Garip’in Esma’nın hastalığını öğrenmesine rağmen bu kadar
kolay geri dönmeyeceğinden korkmuştum açıkçası geçen bölüm. Neticede, kapısına
yitik halde gelmiş Esma’nın evlilik teklifini reddetmişliği de var. Neyse ki
korktuğum başımıza gelmedi, durumu çok serin karşıladı. Belki başkası olsa
gurur yapardı, Esma’ya daha çok kızıp gönül koyardı. Ama Garip gönlünü zaten
Esma’nın yanına koyup gitmeye karar vermişti. Gönlünün kaldığı yere koşar adım
dönmesine de şaşırmamak lazım. Onunla hayatını paylaşmaya karar vermiş, hafızasını mı
paylaşmayacak? “The Notebook”
filmindekine benzer güzel ve yürek burkan şeyler izleyeceğiz muhtemelen bu
çiftten. Tam en mutlu olacağı, tüm sorunlarının çözüldüğü anda Esma’nın böyle
bir hastalığa yakalanması beni sahiden üzüyor. Ama kendine bir koza örerek,
sevdiklerini tüm bunların dışında bırakması, güçsüz görünmemek adına her şeyi
tek başına yüklenmeye çalışması da çok ağır. İzin ver, herkes bir ucundan
tutsun bu yükün be kadın!
Bu sezon Osman’ı epey bir yerdim ama, Esma ve Garip’in
evlenmeyeceğini öğrenince ağabeyleri gibi sevinmek yerine şüphelendi ya buna
sevindim. Nihayet ondan beklediğimiz duyarlılığı sergiledi. Garip ve Esma’yı
yeniden birleştirmek için bir adım atmasını filan zaten beklemiyordum ama
annesinin durumuna diğerleri gibi kayıtsız kalmaması, en azından ayrılıktan
sonra zil takıp oynamaması hoşuma gitti. “Rus edebiyatına” olan özel ilgisi de
dikkatimden kaçmadı. Fikret ise “Herhalde
bu yaşta aşk acısı çekmiyorlardır.” cümlesiyle ondan beklenen kalaslığı
gösterdi. Neyse ki Süreyya onu da, Faruk’u da bir güzel silkeledi.
Sanırsın Orhan Gazi, Bursa'yı daha dün başkent ilan etti.
Elbette ki bölümün en efsane anları; “Valide Esma Sultan ve
cariyeleri” konseptli, erkekler tarafından “En fazla ne olabilir ki canım?”
diye kabullenilen, Senem açısından “İnsanın adı çıkacağına canı çıksın.” dedirten,
yine de sütten ağzı yananların yoğurda fütursuzca daldığı kına gecesiydi. Esma
Sultan kızmasın ama, en güzel bindallı/kaftan da gelinleri Süreyya ve İpek’indi.

Seçilmiş satırlar:
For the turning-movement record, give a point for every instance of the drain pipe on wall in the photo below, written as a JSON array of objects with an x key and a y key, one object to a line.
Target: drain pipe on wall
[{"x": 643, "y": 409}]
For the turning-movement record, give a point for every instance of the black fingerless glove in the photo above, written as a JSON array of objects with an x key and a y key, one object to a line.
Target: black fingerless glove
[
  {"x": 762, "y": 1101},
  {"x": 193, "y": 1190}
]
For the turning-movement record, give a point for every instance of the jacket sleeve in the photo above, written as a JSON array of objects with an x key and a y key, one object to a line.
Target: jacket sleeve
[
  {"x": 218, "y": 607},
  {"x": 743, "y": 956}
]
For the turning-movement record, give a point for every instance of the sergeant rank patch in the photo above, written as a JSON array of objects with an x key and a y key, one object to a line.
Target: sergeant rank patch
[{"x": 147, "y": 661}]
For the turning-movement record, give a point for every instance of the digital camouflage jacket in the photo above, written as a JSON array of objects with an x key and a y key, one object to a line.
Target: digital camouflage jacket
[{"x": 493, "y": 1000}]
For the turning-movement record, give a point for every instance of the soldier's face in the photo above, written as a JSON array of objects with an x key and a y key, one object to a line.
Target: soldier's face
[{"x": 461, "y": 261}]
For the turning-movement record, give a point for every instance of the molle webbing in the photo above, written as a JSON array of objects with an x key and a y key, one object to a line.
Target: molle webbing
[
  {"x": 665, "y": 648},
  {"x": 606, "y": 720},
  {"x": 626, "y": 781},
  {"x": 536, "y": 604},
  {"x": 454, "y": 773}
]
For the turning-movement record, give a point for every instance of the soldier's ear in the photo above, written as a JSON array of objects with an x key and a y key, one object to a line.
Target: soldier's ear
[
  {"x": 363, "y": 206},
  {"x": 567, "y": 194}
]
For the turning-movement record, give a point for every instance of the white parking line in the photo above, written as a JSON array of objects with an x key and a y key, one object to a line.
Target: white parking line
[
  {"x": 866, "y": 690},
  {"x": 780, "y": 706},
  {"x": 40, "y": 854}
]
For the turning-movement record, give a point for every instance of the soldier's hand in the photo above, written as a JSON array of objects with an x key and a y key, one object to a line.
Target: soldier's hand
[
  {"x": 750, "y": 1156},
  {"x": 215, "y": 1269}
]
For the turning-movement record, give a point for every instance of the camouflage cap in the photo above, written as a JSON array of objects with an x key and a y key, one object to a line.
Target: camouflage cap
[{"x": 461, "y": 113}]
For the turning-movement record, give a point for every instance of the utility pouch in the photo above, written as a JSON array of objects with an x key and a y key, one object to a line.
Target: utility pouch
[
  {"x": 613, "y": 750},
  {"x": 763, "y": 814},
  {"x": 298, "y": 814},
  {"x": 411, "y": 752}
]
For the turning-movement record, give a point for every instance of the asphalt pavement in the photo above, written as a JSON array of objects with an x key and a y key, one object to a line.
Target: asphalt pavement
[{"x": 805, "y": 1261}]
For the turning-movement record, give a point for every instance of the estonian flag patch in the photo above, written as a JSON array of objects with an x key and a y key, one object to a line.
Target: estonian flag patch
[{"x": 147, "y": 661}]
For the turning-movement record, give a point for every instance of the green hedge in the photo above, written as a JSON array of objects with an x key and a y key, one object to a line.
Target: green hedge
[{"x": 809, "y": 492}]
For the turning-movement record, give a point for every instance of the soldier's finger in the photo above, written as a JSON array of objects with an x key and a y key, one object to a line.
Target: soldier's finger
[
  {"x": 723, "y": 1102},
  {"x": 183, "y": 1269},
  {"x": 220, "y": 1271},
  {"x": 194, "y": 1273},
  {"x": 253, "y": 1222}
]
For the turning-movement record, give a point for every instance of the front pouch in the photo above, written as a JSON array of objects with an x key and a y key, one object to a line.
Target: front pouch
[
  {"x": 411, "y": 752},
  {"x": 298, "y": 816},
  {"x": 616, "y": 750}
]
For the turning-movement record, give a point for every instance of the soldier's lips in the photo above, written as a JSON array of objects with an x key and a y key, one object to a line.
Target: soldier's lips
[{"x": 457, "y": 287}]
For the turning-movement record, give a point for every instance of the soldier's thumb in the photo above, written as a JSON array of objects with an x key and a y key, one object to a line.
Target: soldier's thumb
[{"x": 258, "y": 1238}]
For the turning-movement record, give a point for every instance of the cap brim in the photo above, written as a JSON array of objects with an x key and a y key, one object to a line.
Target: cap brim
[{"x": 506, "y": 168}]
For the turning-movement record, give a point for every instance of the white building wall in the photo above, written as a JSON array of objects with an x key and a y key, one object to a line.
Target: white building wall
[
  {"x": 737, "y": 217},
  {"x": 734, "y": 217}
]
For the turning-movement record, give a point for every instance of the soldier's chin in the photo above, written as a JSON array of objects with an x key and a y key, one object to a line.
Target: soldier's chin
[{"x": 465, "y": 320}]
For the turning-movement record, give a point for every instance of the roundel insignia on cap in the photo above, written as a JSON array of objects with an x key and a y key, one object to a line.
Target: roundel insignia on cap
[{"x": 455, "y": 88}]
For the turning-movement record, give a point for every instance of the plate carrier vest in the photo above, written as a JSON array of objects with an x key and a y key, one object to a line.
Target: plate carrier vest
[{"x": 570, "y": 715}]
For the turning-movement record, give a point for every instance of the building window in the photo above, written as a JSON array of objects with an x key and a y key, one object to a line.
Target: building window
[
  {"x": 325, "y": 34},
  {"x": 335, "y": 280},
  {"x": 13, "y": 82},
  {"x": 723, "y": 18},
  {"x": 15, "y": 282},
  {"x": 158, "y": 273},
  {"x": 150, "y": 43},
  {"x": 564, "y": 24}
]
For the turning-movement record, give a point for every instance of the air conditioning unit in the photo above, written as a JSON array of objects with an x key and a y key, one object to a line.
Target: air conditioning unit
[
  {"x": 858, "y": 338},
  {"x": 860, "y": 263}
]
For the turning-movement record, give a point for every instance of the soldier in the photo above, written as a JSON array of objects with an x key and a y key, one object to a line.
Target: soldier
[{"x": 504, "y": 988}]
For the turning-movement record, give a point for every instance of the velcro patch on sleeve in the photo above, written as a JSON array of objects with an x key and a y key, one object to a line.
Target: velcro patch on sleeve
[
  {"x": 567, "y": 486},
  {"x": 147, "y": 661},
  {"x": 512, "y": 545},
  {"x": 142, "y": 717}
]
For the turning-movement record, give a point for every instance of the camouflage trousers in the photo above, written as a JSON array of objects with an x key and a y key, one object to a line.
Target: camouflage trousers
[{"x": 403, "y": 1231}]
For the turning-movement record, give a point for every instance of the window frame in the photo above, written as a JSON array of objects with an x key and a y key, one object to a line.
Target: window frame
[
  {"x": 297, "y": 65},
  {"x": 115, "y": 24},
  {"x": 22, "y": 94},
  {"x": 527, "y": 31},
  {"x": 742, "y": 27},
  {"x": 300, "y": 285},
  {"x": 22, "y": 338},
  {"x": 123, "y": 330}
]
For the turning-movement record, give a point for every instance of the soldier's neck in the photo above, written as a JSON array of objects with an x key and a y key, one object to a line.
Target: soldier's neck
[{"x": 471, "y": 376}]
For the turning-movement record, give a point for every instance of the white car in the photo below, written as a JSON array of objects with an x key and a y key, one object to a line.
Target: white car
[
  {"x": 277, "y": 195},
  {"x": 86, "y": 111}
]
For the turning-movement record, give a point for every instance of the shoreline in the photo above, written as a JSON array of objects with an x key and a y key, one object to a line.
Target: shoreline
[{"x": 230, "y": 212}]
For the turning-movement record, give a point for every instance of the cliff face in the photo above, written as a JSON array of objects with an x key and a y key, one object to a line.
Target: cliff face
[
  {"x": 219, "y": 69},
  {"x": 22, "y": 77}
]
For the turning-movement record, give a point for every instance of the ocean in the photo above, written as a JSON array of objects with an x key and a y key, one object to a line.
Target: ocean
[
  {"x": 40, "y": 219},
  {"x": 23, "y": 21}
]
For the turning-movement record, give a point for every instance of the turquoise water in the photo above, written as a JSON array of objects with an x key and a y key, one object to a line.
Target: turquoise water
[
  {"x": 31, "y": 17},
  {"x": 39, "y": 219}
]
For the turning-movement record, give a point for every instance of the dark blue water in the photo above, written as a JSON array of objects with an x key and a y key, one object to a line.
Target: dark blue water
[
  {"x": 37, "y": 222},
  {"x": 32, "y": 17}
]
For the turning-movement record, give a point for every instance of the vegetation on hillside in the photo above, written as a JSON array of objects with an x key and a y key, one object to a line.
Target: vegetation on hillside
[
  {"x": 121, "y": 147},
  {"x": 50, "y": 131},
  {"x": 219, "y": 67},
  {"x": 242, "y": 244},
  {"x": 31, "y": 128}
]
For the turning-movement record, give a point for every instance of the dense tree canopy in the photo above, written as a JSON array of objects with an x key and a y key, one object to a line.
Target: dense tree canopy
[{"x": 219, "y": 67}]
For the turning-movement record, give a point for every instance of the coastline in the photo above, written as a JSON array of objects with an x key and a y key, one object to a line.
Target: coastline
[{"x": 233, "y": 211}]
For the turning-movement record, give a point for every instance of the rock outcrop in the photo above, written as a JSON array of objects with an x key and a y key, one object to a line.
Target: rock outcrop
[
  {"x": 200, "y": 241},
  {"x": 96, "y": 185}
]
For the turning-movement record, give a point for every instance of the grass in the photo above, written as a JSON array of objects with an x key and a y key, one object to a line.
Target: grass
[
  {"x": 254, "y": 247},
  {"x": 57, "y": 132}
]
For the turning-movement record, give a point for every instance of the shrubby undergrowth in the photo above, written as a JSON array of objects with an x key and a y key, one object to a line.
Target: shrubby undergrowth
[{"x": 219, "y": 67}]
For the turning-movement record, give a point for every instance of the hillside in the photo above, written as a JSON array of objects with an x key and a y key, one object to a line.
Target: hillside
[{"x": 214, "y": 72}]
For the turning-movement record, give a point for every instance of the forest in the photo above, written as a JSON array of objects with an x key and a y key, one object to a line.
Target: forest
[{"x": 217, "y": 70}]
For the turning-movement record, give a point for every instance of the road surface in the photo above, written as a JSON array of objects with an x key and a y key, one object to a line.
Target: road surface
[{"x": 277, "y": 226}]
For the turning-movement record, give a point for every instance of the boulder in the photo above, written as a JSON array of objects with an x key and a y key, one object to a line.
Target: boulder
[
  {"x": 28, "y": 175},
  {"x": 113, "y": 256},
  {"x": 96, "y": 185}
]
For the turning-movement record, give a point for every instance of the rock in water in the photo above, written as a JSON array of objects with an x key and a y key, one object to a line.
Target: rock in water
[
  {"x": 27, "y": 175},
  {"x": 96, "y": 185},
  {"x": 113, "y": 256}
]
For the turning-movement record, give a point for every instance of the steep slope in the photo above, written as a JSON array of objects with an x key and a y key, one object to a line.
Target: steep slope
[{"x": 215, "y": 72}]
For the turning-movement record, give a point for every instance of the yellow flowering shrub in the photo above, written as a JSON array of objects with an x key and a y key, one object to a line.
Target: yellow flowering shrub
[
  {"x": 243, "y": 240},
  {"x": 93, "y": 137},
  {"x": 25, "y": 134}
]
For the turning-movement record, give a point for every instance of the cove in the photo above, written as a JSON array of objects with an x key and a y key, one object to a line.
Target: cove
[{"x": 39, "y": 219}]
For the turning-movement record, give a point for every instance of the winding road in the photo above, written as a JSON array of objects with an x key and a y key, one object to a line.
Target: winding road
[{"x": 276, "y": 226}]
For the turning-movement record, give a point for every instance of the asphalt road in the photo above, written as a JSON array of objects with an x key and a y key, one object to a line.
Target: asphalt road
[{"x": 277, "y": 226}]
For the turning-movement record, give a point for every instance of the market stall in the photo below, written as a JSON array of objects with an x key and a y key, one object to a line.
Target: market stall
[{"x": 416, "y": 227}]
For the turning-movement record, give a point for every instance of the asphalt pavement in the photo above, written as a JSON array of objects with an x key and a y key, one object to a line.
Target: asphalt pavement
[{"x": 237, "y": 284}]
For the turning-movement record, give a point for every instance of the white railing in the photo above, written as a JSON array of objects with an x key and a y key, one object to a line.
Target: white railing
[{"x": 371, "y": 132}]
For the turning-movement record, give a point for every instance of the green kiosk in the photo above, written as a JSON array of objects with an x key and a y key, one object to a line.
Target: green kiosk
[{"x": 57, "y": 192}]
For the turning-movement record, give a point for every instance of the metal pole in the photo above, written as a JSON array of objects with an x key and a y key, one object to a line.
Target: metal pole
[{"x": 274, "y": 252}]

Yapılacak iş:
Dizi yazısında çift tırnak içinde verilen bütün ifadeleri, metindeki sırasıyla yazın. Yalnızca metindeki bilgilere dayanın.

Çözüm:
1. “The Notebook”
2. “Rus edebiyatına”
3. “Herhalde bu yaşta aşk acısı çekmiyorlardır.”
4. “Valide Esma Sultan ve cariyeleri”
5. “En fazla ne olabilir ki canım?”
6. “İnsanın adı çıkacağına canı çıksın.”